* **SELECTED PASSAGE**:
= = = = = = =
Like so many people with loved ones in Haiti, Lundy has no option but to wait by the telephone and scour the television and Internet for any information.
Many organizations in Minnesota and around the world had begun trying to raise money for relief efforts. The Twin Cities chapter of the American Red Cross encouraged Minnesotans to make financial donations.
"The best thing that can happen is that we can get supplies closest to where the event has occurred," chapter CEO Phil Hansen told MPR's Midmorning. "We can get supplies that are very specific to the needs that people have, and if possible, even buy supplies that are necessary, right on the island, which has the additional effect of helping re-stimulate the local economy."
The Twin Cities-based American Refugee Committee plans to have an initial team in the region by Thursday morning. The crisis team will be led by a staff member who lived and worked in Haiti.
"We're poised to be able to respond very quickly," said CFO Mike Zeitouny.
Zeitouny said the organization plans to help mobilize existing infrastructures in Haitian cities outside of the disaster area, but he emphasized that the situation could change rapidly.
"The reality is that reports from there are very scarce and all we know right now for sure is that medical services are the biggest demand," he said. "Besides that, no one is really providing any credible data on anything else."
Healing Haiti and three other Minnesota-based groups, Haiti Outreach, Healing Hands for Haiti and Feed My Starving Children, had separate trips to Haiti planned within the coming weeks. The groups were still trying to figure out if those trips were feasible. In Healing Haiti's case, Gacek said he was hoping to move the trip up to help.
= = = = = = =
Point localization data

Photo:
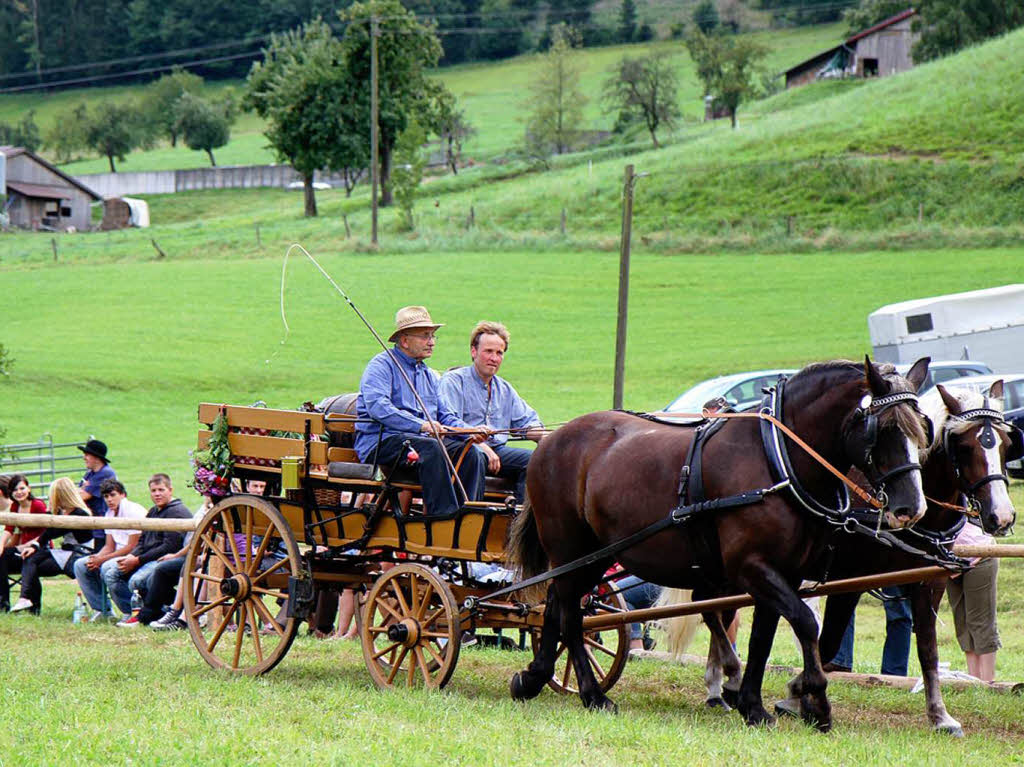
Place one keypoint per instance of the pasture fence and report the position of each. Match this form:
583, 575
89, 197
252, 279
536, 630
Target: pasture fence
41, 462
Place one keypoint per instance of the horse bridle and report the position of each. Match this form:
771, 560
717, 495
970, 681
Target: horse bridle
870, 408
988, 417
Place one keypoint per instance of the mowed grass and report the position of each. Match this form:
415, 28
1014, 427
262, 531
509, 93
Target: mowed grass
124, 350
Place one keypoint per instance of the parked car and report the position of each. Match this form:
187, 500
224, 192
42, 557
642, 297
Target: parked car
940, 371
739, 389
1013, 401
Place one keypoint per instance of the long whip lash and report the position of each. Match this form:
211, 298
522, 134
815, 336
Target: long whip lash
433, 428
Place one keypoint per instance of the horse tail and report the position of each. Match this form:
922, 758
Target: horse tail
680, 630
524, 553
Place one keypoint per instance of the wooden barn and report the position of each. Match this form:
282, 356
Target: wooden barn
40, 197
879, 51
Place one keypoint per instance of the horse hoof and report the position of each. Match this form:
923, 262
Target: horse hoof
519, 689
787, 708
602, 704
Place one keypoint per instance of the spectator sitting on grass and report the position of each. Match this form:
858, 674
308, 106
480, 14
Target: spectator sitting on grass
131, 572
40, 559
23, 502
118, 543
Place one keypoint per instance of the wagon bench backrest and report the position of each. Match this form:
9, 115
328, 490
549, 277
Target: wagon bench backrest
251, 429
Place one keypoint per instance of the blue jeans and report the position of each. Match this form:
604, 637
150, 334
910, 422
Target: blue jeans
91, 584
899, 624
121, 585
638, 594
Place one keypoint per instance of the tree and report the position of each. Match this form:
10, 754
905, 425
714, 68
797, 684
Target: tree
25, 133
203, 125
555, 98
407, 49
947, 26
67, 135
408, 173
644, 88
869, 12
628, 22
706, 16
114, 130
296, 89
727, 67
161, 98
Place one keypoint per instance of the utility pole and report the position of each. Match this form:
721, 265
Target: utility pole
374, 128
624, 286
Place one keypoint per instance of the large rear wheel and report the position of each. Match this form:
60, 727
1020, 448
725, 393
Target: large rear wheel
237, 571
411, 629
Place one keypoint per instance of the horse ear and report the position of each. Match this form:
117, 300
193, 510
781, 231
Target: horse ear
951, 402
919, 373
876, 383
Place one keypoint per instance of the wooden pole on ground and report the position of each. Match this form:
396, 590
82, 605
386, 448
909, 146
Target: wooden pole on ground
69, 522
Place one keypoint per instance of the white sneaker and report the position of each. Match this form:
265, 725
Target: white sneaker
22, 604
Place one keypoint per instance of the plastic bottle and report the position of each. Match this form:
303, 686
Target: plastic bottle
78, 615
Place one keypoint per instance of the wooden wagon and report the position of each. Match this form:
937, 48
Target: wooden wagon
326, 521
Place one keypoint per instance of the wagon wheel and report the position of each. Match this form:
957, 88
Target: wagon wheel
237, 571
607, 650
410, 629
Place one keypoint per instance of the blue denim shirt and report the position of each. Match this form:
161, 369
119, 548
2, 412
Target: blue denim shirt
387, 400
499, 407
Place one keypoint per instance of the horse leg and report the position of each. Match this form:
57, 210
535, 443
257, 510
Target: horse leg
527, 684
839, 608
925, 600
721, 659
749, 701
776, 597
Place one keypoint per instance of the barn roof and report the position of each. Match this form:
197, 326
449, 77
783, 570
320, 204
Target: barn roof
10, 152
853, 39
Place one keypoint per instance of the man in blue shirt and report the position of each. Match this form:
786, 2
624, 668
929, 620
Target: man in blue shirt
390, 415
97, 471
478, 395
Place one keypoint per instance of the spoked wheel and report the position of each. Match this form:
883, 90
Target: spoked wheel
607, 651
411, 629
237, 568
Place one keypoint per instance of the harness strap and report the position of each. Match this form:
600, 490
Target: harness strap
678, 515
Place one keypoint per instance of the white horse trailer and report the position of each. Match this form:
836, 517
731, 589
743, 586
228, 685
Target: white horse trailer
982, 325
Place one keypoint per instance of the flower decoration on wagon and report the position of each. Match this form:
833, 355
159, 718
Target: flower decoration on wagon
212, 466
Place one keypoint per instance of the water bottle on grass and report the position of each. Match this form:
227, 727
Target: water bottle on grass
78, 615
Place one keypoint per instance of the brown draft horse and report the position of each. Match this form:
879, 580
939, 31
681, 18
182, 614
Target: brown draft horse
606, 475
961, 463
= = = = = = =
* **TASKS TO CARRY OUT**:
1/ Extract the part of the article on Minnesota's Haiti relief efforts from "The Twin Cities-based" up to and including "could change rapidly.".
2/ Write a continuation of the article on Minnesota's Haiti relief efforts, picking up after its final sentence.
The items have nothing to do with what comes next.

* **ANSWERS FOR THE EXERCISE**:
1/
The Twin Cities-based American Refugee Committee plans to have an initial team in the region by Thursday morning. The crisis team will be led by a staff member who lived and worked in Haiti.
"We're poised to be able to respond very quickly," said CFO Mike Zeitouny.
Zeitouny said the organization plans to help mobilize existing infrastructures in Haitian cities outside of the disaster area, but he emphasized that the situation could change rapidly.

2/
Feed My Starving Children had received relatively good news from Haiti: The main warehouse that stores food for meals the group provides to schools and orphanages was unharmed. But Gwendolyn Cowle, the organization's marketing director, said the group's partners in Haiti might have a hard time transporting the food from the warehouse to those in need.
"The struggle is always how to move around in that country. Typically it's pretty tough anyway," Cowle said.
Healing Hands for Haiti, a group that runs a physical and occupational therapy clinic in Port-au-Prince, was waiting to hear whether the earthquake damaged the building.
Lisa Rothstein, the group's international manager based in the Twin Cities, said the organization was trying to determine if their clinic could be used for emergency response. If not, it was quickly becoming clear that there would be more demand for therapy for those injured in the earthquake.
"We'll be needed much further down the road once the dust is settled," she said. "[We're] hearing about the amount of people who will have amputations and injuries that need to be dealt with over the long term."
Organizers with World Wide Village, a St. Paul-based non-profit, are working to organize a local meeting on Friday to coordinate relief efforts with other Minnesota agencies.
The earthquake is putting many efforts to improve Haiti's infrastructure on hold. Dale Snyder, who heads Minnetonka-based Haiti Outreach, said those efforts will now have to give way to a massive push simply to stabilize the desperately poor nation.
"It's a huge setback. It's going to require billions of dollars that could have been put into developing the country and creating an infrastructure and now it's going to be diverted, necessarily, to just help people survive," Snyder said.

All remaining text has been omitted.